## Задание
Перепечатайте без изменений отрывок из приведенного ниже текста о Воздухоплавательном кружке: от слов «Во время выставки» до слов «прочли ряд докладов.» включительно.

## Текст для чтения
Модели самолетов «Райт» и «Вуазен» на воздухоплавательной выставке кружка.
Члены кружка принимали живейшее участие в заседаниях съезда и в деятельности секции воздухоплавания. Здесь они познакомились с работами Кучинской лаборатории и с лабораторией университета. Доклады, читавшиеся на заседаниях секции, сводились к выводу, что в области аэродинамики невозможно идти вперед без хорошо поставленных и точных экспериментальных исследований.
Тогда кружок решил сначала создать аэродинамическую лабораторию, а потом уже взяться за постройку самолета.
Правление разрешило кружку пользоваться мастерскими училища для постройки приборов и труб и отвело ему помещение для их установки — «половину чертежной пятого курса». Здесь и были установлены аэродинамические трубы: круглая — с диаметром в метр и прямоугольная — с сечением рабочей части 1,5 метра на 0,3 метра. Проектировал и наблюдал за постройкой этих труб Туполев, конструкторское дарование которого было для всех несомненно.
Винтовой прибор в аэродинамической лаборатории Воздухоплавательного кружка: испытывается винт «НЕЖ».
Но средств кружка не хватило не только на постройку самолета, но и на достройку труб. Тогда студенты прибегли к испытанному уже средству — к организации новой выставки. На этот раз выставка открылась в помещении Московского высшего технического училища, где демонстрировались и доставленные из университета экспонаты и ряд вновь приготовленных кружком моделей и приборов.
Выставка происходила на пасхальной неделе, весной 1910 года. Интерес она вызвала огромный. Посетителей побывало на ней более семи тысяч. Члены кружка давали публике подробные объяснения.
Во время выставки были организованы конкурс летающих моделей и свободный полет на воздушном шаре с тремя пассажирами. В день закрытия выставки происходило годичное собрание Воздухоплавательного кружка, на котором члены кружка прочли ряд докладов.
Выставка увеличила средства кружка на две тысячи рублей, и кружок вынес решение — приступить к постройке самолета. Все лето и зиму под руководством специальной комиссии в составе Юрьева, Туполева и Комарова члены кружка трудились над постройкой учебного самолета. Весной 1911 года на Ходынском аэродроме де Кампо-Сципио совершил на нем пробные, довольно удачные полеты, а затем на нем начали учиться летать Юрьев и Шатерников, члены комиссии по постройке.
Однако при обучении Шатерникова произошла авария: переломилась ферма самолета от толчка на рытвине, через которую рулила машина. Установка новой фермы требовала времени, и обучение полетам прервалось до осени.
Надо заметить, что в то же время члены кружка продолжали вести работы по конструированию и постройке и других летательных аппаратов. Н. П. Лобанов, например, построил биплан, Н. Е. Кузин выстроил аэросани.
Осенью 1911 года кружок на Московском аэродроме организовал большой лётный день, во время которого согласились летать М. Н. Ефимов, Б. И. Россинский, А. И. Масленников — весь цвет тогдашней авиации. Это предприятие еще раз пополнило кассу кружка.

## Исходные данные
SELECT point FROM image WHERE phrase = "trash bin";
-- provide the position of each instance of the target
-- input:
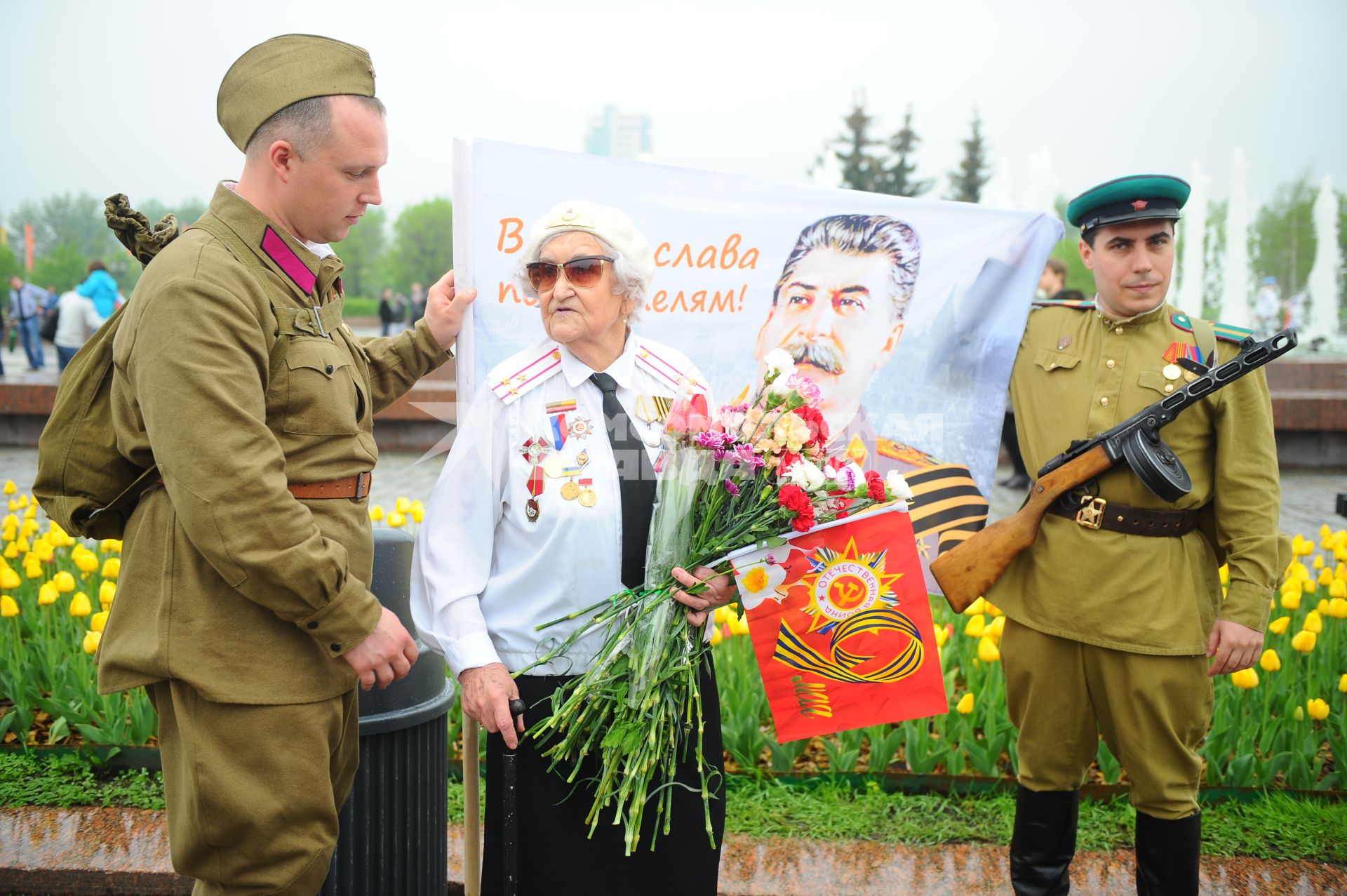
(395, 827)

## Выполненное задание
Во время выставки были организованы конкурс летающих моделей и свободный полет на воздушном шаре с тремя пассажирами. В день закрытия выставки происходило годичное собрание Воздухоплавательного кружка, на котором члены кружка прочли ряд докладов.